◆ Document extract
- - -
R …is for

Ruth of the Rockies


A fifteen-part Western serial, Ruth of the Rockies (1920) was produced by and starred Ruth Roland, one of the original early serial actresses, considered by many to be the strongest successor to “serial queen” Pearl White. Directed by George Marshall, written by Frances Guihan, based on the novel Broadway Bab by Johnston McCulley, with an uncredited scenario by expert scenarist Gilson Willets, Ruth of the Rockies was designed largely to showcase the daring and athleticism of Roland, a true audience favorite.


A magazine ad for Ruth of the Rockies, a serial produced by and starring Ruth Roland.


By the time she appeared in Ruth of the Rockies, Roland had already established her reputation as a female action star. Soon after her first film role in A Chance Shot (1911), she attracted attention and gained fame and following as “The Kalem Girl.” After a few years at the Kalem studio, she moved to Balboa Films, where, between 1914 and 1917, she starred in a variety of well-received productions, including her first serial role, in The Red Circle. After forming her own production company, Ruth Roland Serials, she signed a contract with Pathé to distribute her successful multi-part films. One of those serials was Ruth of the Rockies, produced at Astra Films Studios in Glendale, California.

Ruth and Detective Garret fight off criminals who want to reclaim their lost gems.


The daring Ruth Roland was a popular serial heroine.

The plot of the serial begins in New York City, where a waitress named “Broadway Bab” Murphy comes into possession of an unclaimed trunk that contains valuable diamonds. That trunk bears the insignia of the “Inner Circle,” a group of criminals who operate in New York but whose headquarters are in Dusty Bend, along the Mexican border, and who, of course, want to reclaim their property. After detective Justin Garret, who works for the American Jewelers Association, convinces Bab to catch the smugglers, she travels to Dusty Bend, where she opens a restaurant, embarks on exciting adventures, and, in the episodes that follow, survives numerous hazards. The cliffhanger structure of the film ensures that Bab faces almost constant danger, especially at the end of each episode.
- - -
◆ Data shown
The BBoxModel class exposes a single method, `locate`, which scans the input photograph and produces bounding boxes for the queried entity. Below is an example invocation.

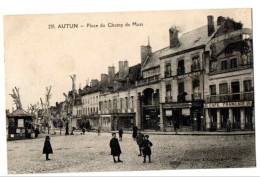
- - -
◆ Exercise task
Duplicate everything in the Ruth of the Rockies article, from "A fifteen-part Western" down to "starring Ruth Roland.", word for word.

◆ Task solution
A fifteen-part Western serial, Ruth of the Rockies (1920) was produced by and starred Ruth Roland, one of the original early serial actresses, considered by many to be the strongest successor to “serial queen” Pearl White. Directed by George Marshall, written by Frances Guihan, based on the novel Broadway Bab by Johnston McCulley, with an uncredited scenario by expert scenarist Gilson Willets, Ruth of the Rockies was designed largely to showcase the daring and athleticism of Roland, a true audience favorite.


A magazine ad for Ruth of the Rockies, a serial produced by and starring Ruth Roland.